• [Texte cité]
····················
« Mon père était imprimeur et dès mon enfance j’ai baigné dans le monde de l’impression et du livre. Ma passion pour la photographie date de mes 13 ans quand, dans le grenier de ma grand-mère j’ai découvert dans des cartons d’anciennes plaques photographiques : j’ai été fasciné. J’ai aussitôt acheté un appareil et je me suis mis à faire des photos dans la campagne aux alentours de Nevers. L’été de mes 17 ans j’ai travaillé aux Chantiers de l’Atlantique et c’est ainsi que j’ai pu, grâce à ma paye, m’offrir un appareil.
Plus tard, lors des mes études à l’école Estienne, une école qui a vu sur ses bancs de nombreux peintres et photographes – Doisneau, Boubat, Fontanarossa – j’ai perfectionné ma technique.
J’ai commencé à faire des photos de manière plus régulière bien que cela soit resté pour longtemps une activité de vacances. Des photos de concerts, des portraits de musiciens et de chanteurs et aussi des paysages de mon lieu de prédilection : La Loire. Mais c’est seulement quand, à bout de forces, j’ai quitté mon poste de directeur technique chez Altedia, que j’ai décidé de faire mon vrai métier de ce qui fut jusqu’alors ma plus grande passion : la photographie.
En général j’aime le noir-et-blanc. Mais avec les fleurs c’est une autre aventure.
J’ai toujours aimé les fleurs, ma mère franco-italienne mélangeait dans son jardin les fleurs et les légumes pour obtenir un effet esthétique. J’ai donc cultivé très tôt une familiarité avec le monde floral. Pour la photo tout a commencé une nuit d’insomnie, une nuit porteuse d’idées où sous une impulsion soudaine j’ai pris un bouquet et, après l’avoir agencé et éclairé d’un flash, j’ai réalisé ma première photo de ce sujet en noir-et-blanc. Pendant neuf mois je me suis amusé à capter toutes les nuances du gris sans me rassasier de ces bouquets. Souvent je les tirais sur du papier chiffon ce qui les faisait ressembler à des dessins.
····················
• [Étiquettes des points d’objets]
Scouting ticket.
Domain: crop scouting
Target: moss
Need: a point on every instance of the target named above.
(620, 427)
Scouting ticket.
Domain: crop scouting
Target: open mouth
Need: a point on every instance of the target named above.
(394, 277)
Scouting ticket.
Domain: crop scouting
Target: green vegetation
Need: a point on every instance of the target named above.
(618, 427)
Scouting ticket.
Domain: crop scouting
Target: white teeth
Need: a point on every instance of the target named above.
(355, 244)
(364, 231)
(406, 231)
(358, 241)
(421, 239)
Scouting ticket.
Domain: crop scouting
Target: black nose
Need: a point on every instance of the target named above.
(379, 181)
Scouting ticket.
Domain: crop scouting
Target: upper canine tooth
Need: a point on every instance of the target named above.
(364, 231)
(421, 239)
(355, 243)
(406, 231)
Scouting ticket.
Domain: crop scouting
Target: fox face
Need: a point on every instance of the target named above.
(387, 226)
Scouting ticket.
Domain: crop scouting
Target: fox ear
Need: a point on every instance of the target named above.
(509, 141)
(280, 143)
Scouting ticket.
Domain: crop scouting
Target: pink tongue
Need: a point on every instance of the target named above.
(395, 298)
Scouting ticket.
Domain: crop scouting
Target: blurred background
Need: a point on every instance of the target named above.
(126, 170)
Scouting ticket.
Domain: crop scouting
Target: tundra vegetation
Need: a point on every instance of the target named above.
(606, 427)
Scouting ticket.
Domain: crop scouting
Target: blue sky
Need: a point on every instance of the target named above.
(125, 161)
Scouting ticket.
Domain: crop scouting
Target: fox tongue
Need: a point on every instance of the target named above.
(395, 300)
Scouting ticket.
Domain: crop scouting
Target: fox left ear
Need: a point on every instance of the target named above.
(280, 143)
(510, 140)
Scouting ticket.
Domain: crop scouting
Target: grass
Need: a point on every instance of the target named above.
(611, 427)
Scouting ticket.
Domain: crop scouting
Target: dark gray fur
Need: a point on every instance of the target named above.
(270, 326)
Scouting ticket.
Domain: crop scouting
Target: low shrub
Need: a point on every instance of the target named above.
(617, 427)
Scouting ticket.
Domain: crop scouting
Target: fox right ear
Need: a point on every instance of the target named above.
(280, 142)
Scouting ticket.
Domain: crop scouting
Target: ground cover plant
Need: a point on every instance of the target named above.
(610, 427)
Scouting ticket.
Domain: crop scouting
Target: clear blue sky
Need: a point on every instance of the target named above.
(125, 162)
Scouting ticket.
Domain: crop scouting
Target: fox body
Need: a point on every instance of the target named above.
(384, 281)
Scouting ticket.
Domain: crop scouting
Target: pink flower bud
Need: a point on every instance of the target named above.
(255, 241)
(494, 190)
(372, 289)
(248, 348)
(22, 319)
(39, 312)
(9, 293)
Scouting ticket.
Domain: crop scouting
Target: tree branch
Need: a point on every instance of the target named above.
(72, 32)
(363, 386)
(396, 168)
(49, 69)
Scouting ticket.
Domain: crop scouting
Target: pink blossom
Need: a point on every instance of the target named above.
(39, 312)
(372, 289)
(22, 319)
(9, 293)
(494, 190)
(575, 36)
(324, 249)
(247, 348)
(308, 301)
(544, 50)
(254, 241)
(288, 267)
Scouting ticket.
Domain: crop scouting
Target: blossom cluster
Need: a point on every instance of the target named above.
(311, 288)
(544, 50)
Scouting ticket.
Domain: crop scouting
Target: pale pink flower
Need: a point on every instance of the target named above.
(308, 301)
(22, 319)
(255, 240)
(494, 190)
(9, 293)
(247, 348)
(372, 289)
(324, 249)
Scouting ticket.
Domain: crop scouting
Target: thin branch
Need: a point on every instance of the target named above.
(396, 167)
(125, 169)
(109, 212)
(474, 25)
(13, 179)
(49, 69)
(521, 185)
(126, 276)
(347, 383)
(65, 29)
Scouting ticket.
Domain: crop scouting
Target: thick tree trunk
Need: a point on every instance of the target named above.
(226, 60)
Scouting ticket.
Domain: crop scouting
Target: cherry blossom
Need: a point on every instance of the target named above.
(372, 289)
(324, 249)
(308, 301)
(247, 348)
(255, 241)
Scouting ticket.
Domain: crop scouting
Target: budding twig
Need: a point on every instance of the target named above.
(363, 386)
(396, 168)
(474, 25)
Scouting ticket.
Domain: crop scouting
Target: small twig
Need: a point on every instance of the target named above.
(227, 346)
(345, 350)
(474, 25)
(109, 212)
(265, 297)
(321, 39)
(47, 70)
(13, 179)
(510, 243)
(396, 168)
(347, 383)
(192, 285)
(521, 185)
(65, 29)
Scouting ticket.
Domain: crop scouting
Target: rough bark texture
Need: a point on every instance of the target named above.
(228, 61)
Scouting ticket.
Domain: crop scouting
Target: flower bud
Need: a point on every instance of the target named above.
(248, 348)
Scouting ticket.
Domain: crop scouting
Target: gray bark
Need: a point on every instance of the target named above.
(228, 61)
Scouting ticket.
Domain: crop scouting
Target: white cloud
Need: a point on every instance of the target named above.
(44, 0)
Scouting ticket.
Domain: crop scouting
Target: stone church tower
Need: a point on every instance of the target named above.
····················
• [Consignes]
A - Traduisez en anglais cette phrase du texte cité : « J’ai toujours aimé les fleurs, ma mère franco-italienne mélangeait dans son jardin les fleurs et les légumes pour obtenir un effet esthétique. »
B - Les affirmations suivantes concordent-elles avec le texte cité ? Répondez par oui ou non, en citant à l’identique les mots qui tranchent. (i) Le père de la personne qui s’exprime était imprimeur. (ii) La passion pour la photographie remonte à l’âge de 17 ans. (iii) La première photo de fleurs a été prise en couleur.
C - Recopiez mot pour mot le passage du texte cité qui s’ouvre sur les mots contenant « J’ai toujours aimé » et se termine par « à des dessins. ».
Appuyez-vous uniquement sur le texte cité.

• [Réponses par consigne]
A - I have always loved flowers; my French-Italian mother mixed flowers and vegetables in her garden to create an aesthetic effect.

B -
(i) Oui : « Mon père était imprimeur ».
(ii) Non : « Ma passion pour la photographie date de mes 13 ans ».
(iii) Non : « j’ai réalisé ma première photo de ce sujet en noir-et-blanc ».

C -
J’ai toujours aimé les fleurs, ma mère franco-italienne mélangeait dans son jardin les fleurs et les légumes pour obtenir un effet esthétique. J’ai donc cultivé très tôt une familiarité avec le monde floral. Pour la photo tout a commencé une nuit d’insomnie, une nuit porteuse d’idées où sous une impulsion soudaine j’ai pris un bouquet et, après l’avoir agencé et éclairé d’un flash, j’ai réalisé ma première photo de ce sujet en noir-et-blanc. Pendant neuf mois je me suis amusé à capter toutes les nuances du gris sans me rassasier de ces bouquets. Souvent je les tirais sur du papier chiffon ce qui les faisait ressembler à des dessins.